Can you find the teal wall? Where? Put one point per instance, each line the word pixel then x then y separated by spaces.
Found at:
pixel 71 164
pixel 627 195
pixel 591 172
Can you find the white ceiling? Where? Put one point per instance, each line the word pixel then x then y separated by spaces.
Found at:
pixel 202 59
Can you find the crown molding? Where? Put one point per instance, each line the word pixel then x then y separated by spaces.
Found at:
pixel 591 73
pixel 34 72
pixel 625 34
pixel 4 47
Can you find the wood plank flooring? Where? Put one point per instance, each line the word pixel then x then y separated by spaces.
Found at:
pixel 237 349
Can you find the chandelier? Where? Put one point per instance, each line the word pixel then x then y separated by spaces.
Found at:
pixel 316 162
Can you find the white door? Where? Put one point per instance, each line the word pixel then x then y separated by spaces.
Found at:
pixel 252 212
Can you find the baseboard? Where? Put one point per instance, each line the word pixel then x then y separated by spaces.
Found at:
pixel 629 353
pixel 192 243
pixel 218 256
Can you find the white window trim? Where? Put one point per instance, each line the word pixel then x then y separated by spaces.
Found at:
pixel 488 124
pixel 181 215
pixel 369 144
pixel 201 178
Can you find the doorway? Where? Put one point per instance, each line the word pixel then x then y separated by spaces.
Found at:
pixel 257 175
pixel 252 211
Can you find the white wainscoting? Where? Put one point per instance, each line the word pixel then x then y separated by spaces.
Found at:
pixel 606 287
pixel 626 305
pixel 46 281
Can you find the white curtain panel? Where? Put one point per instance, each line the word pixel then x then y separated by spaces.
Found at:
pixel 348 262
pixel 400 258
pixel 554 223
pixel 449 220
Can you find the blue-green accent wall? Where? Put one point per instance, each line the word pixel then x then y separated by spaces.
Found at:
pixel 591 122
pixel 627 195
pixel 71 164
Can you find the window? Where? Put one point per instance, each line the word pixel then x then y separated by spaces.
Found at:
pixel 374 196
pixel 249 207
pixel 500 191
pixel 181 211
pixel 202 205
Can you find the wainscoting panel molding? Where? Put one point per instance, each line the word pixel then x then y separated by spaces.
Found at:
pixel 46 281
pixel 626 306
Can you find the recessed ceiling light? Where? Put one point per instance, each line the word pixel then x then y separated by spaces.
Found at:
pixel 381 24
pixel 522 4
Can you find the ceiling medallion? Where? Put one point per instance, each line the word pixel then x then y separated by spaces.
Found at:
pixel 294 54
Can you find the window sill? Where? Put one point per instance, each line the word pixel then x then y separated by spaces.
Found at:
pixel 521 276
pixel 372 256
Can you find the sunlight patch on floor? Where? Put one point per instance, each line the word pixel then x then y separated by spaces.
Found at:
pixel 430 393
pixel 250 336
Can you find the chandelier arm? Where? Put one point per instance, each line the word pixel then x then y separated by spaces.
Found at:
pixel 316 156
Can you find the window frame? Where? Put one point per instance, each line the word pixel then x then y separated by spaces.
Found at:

# # # # #

Exercise requirements: Give the material above back in full, exactly as written.

Task output:
Can you find the teal wall? Where? Put one point per instance, each line the word pixel then x then y separated by spaces.
Found at:
pixel 71 164
pixel 627 195
pixel 591 172
Can you find the white ceiling? Where? Put one point per instance, each line the word pixel then x then y separated by spaces.
Found at:
pixel 202 59
Can you find the crown molding? Where? Put one point per instance, each line the word pixel then x then y separated by spaces.
Found at:
pixel 591 73
pixel 34 72
pixel 625 34
pixel 4 47
Can you find the wood plank flooring? Where? Put one point per instance, each line the word pixel then x then y separated by spaces.
Found at:
pixel 237 349
Can you find the chandelier? Where? Put one point per instance, each line the word pixel then x then y separated by spaces.
Found at:
pixel 316 162
Can you find the white door? Where? Put one point per instance, each line the word pixel then x then y separated by spaces.
Found at:
pixel 252 212
Can you find the baseboard? Where? Put one point per instance, each line the word pixel then x then y separated by spaces.
Found at:
pixel 629 353
pixel 192 243
pixel 218 256
Can you find the white window trim? Where? Put one point per instance, each line the word pixel then x then y separated by spaces.
Found at:
pixel 488 124
pixel 181 215
pixel 369 144
pixel 201 178
Can you find the doorway? Where? Put one point per instance, each line the word pixel then x then y separated by spaces.
Found at:
pixel 257 175
pixel 252 211
Can you find the white wainscoting? Where? Put one point per instance, each line the word pixel then x then y separated by spaces.
Found at:
pixel 606 287
pixel 626 305
pixel 46 281
Can you find the white curtain panel? Where? Put one point per instance, each line the word pixel then x then y separated by spaces.
Found at:
pixel 348 262
pixel 400 258
pixel 554 223
pixel 449 220
Can you find the blue-green accent wall? Where? Put one point per instance, each line the word pixel then x then y separated by spaces.
Found at:
pixel 591 122
pixel 627 195
pixel 71 164
Can you find the window? Where? Put one point per instance, each line the word pixel then x then y separated by spaces.
Found at:
pixel 374 196
pixel 249 207
pixel 500 191
pixel 181 211
pixel 202 205
Can you find the wainscoting panel molding? Where? Put one point per instance, each line the word pixel then x then y separated by spaces.
Found at:
pixel 46 281
pixel 626 306
Can you find the recessed ceiling light? Where? Put one point per instance, each line the word pixel then x then y separated by spaces.
Found at:
pixel 381 24
pixel 522 4
Can you find the ceiling medallion? Where? Put one point per instance, each line the word pixel then x then y separated by spaces.
Found at:
pixel 294 54
Can you find the window sill? Where? Put one point per instance, each line the word pixel then x then y separated by spaces.
Found at:
pixel 521 276
pixel 372 256
Can you find the sunlight patch on floor? Where? Put one point per instance, each line the word pixel then x then y separated by spaces.
Found at:
pixel 430 393
pixel 250 336
Can you find the chandelier arm? Where? Put one point per instance, each line the word pixel then x then y separated by spaces.
Found at:
pixel 316 156
Can you find the window frame? Where? Put one point per instance, each line the word pixel then x then y separated by spaces.
Found at:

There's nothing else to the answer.